[OBJECTIVE] Copy out the records below word for word, starting at the line that contains "Q. Point out the horse's raised" and ending with the final line of the records.

[RECORDS SHOWN]

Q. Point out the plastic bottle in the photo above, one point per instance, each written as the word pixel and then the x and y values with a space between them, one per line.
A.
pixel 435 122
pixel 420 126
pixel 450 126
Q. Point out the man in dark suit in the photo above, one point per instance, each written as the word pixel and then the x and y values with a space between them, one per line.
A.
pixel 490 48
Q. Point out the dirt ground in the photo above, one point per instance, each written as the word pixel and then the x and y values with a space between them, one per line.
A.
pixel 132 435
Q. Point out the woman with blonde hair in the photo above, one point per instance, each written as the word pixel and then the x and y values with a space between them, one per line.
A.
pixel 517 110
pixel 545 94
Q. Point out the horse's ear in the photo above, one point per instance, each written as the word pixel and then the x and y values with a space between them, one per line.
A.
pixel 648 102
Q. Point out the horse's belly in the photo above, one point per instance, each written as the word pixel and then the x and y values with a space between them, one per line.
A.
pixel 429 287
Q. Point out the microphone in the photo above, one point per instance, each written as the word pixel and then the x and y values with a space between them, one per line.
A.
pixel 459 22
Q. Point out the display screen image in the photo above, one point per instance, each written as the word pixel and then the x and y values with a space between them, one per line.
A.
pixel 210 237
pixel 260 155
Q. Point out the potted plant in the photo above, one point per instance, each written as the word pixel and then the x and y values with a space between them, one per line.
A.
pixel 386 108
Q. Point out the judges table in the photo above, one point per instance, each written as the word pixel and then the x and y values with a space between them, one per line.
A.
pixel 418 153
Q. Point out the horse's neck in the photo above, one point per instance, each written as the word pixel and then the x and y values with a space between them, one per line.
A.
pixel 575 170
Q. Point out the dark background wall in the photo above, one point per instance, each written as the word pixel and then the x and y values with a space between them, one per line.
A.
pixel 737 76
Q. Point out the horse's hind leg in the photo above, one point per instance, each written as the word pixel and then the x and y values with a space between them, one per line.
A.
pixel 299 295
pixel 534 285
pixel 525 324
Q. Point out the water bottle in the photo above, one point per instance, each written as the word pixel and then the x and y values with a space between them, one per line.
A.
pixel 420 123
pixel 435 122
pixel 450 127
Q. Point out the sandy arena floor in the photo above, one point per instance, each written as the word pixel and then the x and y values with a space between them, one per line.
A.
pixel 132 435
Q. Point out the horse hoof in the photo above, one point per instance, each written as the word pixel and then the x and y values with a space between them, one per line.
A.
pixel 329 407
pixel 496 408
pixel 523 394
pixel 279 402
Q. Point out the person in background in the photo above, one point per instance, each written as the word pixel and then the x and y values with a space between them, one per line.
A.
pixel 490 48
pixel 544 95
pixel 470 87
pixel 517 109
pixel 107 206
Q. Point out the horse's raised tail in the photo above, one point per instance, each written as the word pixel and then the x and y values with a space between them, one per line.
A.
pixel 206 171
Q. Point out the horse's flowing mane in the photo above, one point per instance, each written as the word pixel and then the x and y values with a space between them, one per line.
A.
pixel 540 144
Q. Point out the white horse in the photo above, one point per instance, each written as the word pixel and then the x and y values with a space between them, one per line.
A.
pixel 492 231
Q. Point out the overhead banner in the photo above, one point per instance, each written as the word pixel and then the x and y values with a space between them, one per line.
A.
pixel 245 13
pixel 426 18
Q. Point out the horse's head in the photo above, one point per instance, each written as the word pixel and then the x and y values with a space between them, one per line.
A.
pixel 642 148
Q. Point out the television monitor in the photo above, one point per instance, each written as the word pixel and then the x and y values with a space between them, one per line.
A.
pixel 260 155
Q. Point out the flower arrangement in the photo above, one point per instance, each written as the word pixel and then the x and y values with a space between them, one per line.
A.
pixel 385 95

[CORRECT ANSWER]
Q. Point out the horse's raised tail in the photo above, one point per instance, each written as the word pixel and then the x and y values with a space between them, one per line.
A.
pixel 206 171
Q. Point out the horse's flowing mane in the photo above, one point per instance, each written as the word pixel and then the x and y values with a space between them, one per line.
A.
pixel 540 144
Q. Point out the white horse in the photo above, one point per instance, each written as the word pixel and then the x and y values with a space between them, one per line.
A.
pixel 492 231
Q. Point out the overhead banner in the photo above, one point per instance, each written as the word pixel and then the x and y values with a space between them, one per line.
A.
pixel 245 13
pixel 426 18
Q. Point out the horse's head in the photo above, one point per instance, each written as the word pixel and then the x and y values with a space between them, one per line.
A.
pixel 642 148
Q. Point out the television monitor in the photo above, one point per instance, each written as the word pixel and then the x and y values with a space between them, one per line.
A.
pixel 260 155
Q. Point out the flower arrangement in the photo above, one point per instance, each written as the word pixel and then the x and y values with a space between them, one per line.
A.
pixel 385 95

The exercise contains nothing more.